Copy all the entries below, substituting "boundary" for every occurrence of "outline" and changing nothing else. Leave the pictures out of your answer.

• [AVAILABLE RECORDS]:
+ + +

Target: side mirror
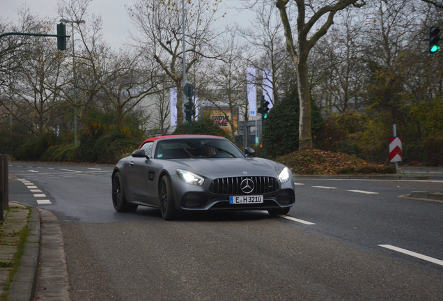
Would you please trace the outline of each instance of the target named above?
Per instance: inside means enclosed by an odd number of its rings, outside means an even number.
[[[256,153],[256,151],[252,148],[247,147],[244,148],[244,155],[246,155],[247,157],[249,157],[254,153]]]
[[[136,150],[132,152],[132,155],[131,155],[134,157],[146,157],[149,160],[149,157],[148,157],[145,153],[145,150]]]

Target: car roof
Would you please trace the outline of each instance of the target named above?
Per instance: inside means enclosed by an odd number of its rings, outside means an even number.
[[[145,141],[143,141],[139,148],[141,147],[146,142],[154,142],[155,141],[167,139],[167,138],[219,138],[219,139],[226,139],[225,137],[222,137],[220,136],[212,136],[212,135],[199,135],[199,134],[180,134],[180,135],[165,135],[165,136],[157,136],[150,138],[148,138]]]

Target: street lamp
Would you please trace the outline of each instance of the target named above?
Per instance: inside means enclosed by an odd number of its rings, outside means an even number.
[[[72,79],[74,81],[74,146],[77,146],[77,81],[75,77],[75,50],[74,48],[74,23],[80,24],[85,23],[84,20],[70,20],[66,19],[60,19],[61,22],[70,23],[72,27]]]

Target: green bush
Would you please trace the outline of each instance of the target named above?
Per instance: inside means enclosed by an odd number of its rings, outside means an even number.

+ + +

• [EXERCISE SOLUTION]:
Target: side mirror
Would you please trace the boundary of each instance of the target named above?
Per instance: inside means enclosed by an odd number of its rings, outside means an even number.
[[[256,153],[256,151],[252,148],[247,147],[244,148],[244,155],[246,155],[247,157],[249,157],[254,153]]]
[[[136,150],[132,152],[132,155],[131,155],[134,157],[146,157],[149,160],[149,157],[148,157],[145,153],[145,150]]]

Target: car roof
Would you please trace the boundary of each instance of the target named above?
Per instance: inside means enclosed by an odd number of its rings, outside means an even number.
[[[145,141],[143,141],[139,148],[141,147],[146,142],[154,142],[155,141],[167,139],[167,138],[219,138],[219,139],[226,139],[225,137],[222,137],[220,136],[212,136],[212,135],[199,135],[199,134],[180,134],[180,135],[165,135],[165,136],[157,136],[150,138],[148,138]]]

Target: street lamp
Would you please trace the boundary of each instance of the target named above?
Per instance: inside means enclosed by an odd number of its rings, outside means an even number.
[[[72,79],[74,81],[74,146],[77,146],[77,81],[75,77],[75,50],[74,48],[74,23],[80,24],[85,23],[84,20],[70,20],[66,19],[60,19],[61,22],[70,23],[72,27]]]

Target: green bush
Would you please trace the boundary of each instance of the target named above?
Per instance: inside means enclosed by an odd number of its rings, outside means an even number.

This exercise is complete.